### Extract to read
To graphically show how bits are
stored and retrieved, we must take
certain liberties. The diagrams are
a representation of what functionally
occurs within the disk drive. For
the purposes of our presentation, the
hardware interface
to the diskette will be
represented as an eight bit "data latch".
While the hardware involves
considerably more complication, from a software
standpoint it is reasonable to use
the data latch, as it accurately
embodies the function of data flow to
and from the diskette.
.sp1
*** INSERT FIGURE 3.5 HERE ***
Figure 3.5 shows the three bits, 101,
being read from the diskette data
stream into the data latch. Of
course another five bits would be
read to fill the latch. As can be
seen, the data is separated from the
clock bits. This task is done by the
hardware and is shown more for
accuracy than for its importance to
our discussion.
Writing data can be depicted in much
the same way (see Figure 3.6).
The clock bits which
were separated from the data must now
be interleaved with the data as it is
written. It should be noted that,
while in write mode, zeros are being
brought into the data latch to
replace the data being written. It
is the task of the software to make
sure that the latch is loaded and
instructed to write in 32
cycle intervals. If not, zero bits
will continue to be written every four
cycles, which is, in fact, exactly
how self-sync bytes are created.

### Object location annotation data

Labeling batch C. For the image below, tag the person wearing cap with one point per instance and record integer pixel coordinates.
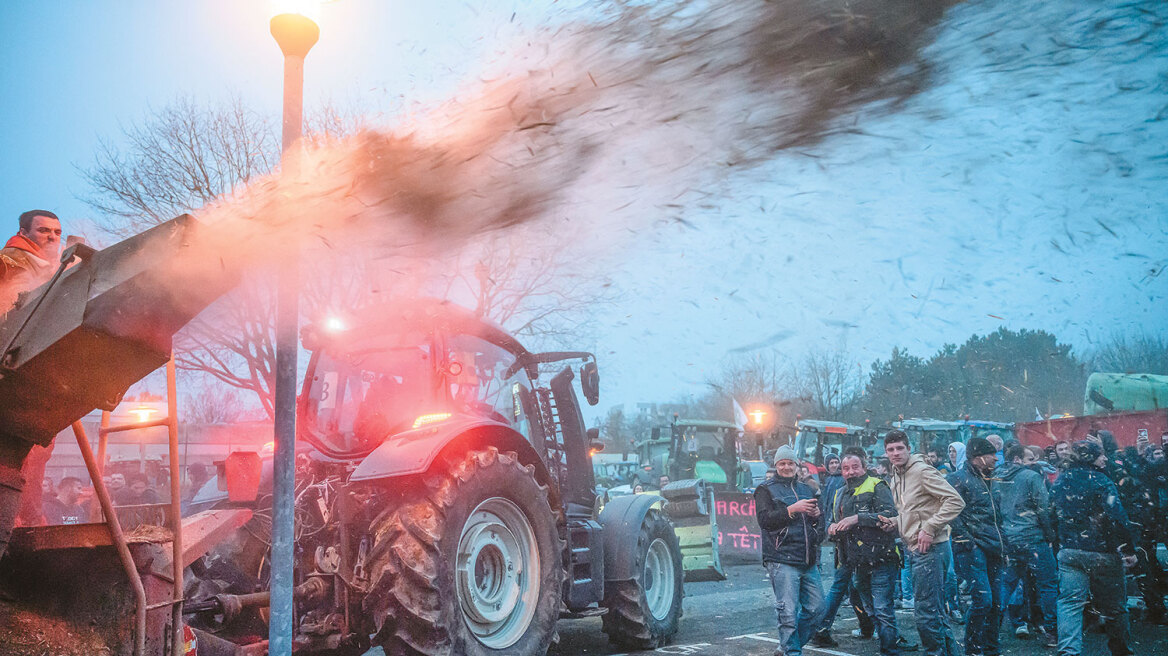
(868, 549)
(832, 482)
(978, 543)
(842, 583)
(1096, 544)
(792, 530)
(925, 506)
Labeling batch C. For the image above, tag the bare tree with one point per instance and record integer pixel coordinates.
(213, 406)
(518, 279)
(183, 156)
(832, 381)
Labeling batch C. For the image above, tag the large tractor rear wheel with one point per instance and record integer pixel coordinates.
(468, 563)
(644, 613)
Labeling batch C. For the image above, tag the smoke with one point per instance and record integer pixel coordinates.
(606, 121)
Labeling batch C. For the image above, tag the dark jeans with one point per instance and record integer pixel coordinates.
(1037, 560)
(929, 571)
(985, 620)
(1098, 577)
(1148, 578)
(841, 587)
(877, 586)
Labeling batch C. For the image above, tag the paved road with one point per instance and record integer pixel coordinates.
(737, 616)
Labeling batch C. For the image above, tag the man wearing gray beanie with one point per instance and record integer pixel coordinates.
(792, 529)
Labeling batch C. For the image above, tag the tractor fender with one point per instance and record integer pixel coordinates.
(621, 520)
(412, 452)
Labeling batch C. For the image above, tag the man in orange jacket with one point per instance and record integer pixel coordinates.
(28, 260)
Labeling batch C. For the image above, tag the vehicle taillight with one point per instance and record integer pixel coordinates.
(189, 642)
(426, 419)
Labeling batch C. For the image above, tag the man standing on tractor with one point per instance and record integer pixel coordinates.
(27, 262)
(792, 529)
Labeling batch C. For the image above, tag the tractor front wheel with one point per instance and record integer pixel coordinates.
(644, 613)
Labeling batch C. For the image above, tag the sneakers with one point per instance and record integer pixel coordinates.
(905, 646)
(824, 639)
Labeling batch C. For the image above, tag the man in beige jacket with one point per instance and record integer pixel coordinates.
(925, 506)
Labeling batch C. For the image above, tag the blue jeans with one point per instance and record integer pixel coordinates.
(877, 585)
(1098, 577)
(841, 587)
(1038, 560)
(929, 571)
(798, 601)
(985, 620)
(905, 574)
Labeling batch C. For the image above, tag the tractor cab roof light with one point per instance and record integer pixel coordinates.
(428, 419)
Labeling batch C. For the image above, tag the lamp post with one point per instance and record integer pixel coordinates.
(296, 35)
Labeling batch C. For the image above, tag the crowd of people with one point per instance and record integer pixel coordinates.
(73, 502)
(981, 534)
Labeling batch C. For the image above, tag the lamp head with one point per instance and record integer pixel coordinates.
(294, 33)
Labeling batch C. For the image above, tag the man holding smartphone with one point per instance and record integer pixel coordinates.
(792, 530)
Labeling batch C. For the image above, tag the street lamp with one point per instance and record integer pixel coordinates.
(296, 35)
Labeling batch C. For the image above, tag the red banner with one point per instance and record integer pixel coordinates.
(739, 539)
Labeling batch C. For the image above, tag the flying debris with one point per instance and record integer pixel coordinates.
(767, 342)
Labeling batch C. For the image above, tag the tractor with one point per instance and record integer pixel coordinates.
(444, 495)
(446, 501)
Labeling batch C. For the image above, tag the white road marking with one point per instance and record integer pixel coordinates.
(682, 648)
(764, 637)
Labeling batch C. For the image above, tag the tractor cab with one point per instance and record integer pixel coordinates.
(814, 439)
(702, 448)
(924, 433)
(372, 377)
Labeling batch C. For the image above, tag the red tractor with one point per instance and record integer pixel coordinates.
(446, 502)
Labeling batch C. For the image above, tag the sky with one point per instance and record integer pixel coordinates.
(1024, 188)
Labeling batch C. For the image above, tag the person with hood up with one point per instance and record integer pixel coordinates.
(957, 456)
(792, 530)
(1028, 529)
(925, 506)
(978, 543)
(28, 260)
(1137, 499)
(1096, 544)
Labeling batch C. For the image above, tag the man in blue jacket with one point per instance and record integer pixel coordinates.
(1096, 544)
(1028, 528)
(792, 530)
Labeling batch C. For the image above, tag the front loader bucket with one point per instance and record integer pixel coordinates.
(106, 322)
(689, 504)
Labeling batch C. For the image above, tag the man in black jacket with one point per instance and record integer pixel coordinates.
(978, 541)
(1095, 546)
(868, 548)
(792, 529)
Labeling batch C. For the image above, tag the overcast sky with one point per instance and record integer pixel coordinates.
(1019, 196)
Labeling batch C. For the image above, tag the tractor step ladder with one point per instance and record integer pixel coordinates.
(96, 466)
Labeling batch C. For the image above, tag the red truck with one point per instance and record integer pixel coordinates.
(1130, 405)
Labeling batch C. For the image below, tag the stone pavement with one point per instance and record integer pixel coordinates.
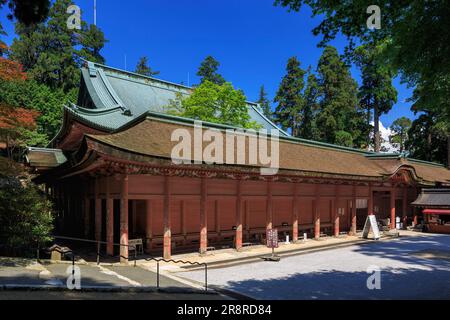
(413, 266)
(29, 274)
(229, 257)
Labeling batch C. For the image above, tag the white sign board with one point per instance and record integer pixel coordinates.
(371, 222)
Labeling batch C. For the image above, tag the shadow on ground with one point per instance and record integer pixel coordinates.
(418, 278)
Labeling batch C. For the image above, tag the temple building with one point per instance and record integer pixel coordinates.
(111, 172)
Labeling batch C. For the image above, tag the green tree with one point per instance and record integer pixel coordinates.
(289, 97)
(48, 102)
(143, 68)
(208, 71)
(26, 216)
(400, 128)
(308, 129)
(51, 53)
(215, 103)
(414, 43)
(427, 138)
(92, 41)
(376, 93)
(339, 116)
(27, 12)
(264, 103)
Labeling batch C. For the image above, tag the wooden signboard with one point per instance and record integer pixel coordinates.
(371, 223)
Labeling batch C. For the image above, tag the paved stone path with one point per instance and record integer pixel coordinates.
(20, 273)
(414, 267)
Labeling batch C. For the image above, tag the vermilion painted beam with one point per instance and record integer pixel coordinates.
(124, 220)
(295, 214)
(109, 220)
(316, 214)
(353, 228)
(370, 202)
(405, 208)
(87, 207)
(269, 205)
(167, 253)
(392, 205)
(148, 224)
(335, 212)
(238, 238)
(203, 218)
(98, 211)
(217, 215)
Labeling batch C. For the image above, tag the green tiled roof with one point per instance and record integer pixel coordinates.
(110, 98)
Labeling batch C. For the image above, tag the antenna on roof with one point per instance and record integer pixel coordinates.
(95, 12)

* * *

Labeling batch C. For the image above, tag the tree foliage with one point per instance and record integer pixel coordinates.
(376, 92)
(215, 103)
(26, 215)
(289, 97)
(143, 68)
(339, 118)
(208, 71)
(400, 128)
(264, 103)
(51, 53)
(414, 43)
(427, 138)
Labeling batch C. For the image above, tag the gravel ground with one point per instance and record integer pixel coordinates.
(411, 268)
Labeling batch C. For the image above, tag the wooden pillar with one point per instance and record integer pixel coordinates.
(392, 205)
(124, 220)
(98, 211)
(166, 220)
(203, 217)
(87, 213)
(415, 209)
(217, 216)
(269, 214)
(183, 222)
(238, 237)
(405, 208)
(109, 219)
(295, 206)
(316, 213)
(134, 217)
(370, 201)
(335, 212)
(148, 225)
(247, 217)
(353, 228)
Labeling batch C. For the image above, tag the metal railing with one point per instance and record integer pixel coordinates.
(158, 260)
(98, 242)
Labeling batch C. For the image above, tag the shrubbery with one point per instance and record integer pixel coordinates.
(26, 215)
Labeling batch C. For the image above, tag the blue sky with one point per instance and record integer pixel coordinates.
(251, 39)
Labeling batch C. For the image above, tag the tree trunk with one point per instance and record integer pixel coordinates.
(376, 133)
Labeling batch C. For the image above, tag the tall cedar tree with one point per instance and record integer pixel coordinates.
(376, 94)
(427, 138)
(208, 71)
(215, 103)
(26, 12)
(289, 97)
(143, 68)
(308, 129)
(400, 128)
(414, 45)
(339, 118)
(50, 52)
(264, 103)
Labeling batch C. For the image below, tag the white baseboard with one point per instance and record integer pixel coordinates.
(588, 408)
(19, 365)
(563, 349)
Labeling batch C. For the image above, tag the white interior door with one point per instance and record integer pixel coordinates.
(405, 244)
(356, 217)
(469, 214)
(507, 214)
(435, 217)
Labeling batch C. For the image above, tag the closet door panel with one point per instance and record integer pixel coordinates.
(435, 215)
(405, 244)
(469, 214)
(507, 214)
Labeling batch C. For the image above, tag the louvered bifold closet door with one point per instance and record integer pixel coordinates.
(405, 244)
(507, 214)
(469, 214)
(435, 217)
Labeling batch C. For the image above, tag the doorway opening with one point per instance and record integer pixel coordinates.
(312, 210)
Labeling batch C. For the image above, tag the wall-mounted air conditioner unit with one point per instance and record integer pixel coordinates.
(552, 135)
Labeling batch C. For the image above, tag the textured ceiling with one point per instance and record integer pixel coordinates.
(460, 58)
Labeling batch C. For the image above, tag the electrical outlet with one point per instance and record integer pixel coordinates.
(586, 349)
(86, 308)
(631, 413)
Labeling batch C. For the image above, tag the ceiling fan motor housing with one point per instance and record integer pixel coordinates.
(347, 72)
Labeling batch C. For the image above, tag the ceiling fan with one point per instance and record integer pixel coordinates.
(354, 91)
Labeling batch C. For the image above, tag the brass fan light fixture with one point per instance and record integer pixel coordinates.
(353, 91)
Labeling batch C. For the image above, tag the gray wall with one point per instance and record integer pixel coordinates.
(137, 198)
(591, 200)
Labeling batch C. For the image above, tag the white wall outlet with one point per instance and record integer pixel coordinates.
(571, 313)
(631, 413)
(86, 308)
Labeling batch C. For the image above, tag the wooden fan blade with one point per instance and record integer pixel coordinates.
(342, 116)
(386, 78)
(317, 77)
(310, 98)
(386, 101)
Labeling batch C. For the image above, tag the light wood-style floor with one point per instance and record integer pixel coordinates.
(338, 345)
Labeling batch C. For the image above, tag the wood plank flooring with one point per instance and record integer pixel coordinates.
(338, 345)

### Set tasks
1. State how many rows contain the string "stone", counting matches only when the case is the same, and give nothing but the number.
2. Continue the passage on reading and writing disk data through the latch, picking up right after its final sentence.

### Task results
1. 2

2.
Self-sync bytes will be covered in
detail shortly.
.sp1
*** INSERT FIGURE 3.6 HERE ***
A "field" is made up of a group of
consecutive
bytes. The number of bytes varies,
depending upon the nature of the
field. The two types of fields
present on a diskette are the Address
Field and the Data Field. They are
similar in that they both contain a
prologue, a data area, a checksum, and
an epilogue. Each field on a track is
separated from adjacent fields by a
number of bytes. These areas of
separation are called "gaps" and are
provided for two reasons. One, they
allow the updating of one field
without affecting adjacent fields (on
the Apple, only data fields are
updated). Secondly, they allow the
computer time
to decode the address field before
the corresponding data field can pass
beneath the read/write head.
All gaps are primarily alike in
content, consisting of self-sync
hexadecimal FF's, and vary only in
the number of bytes they contain.
Figure 3.7 is a diagram of a portion
of a typical track, broken into its
major components.
.bp
*** INSERT FIGURE 3.7 HERE ***
Self-sync or auto-sync bytes are
special bytes that make up the three
different types of gaps on a track.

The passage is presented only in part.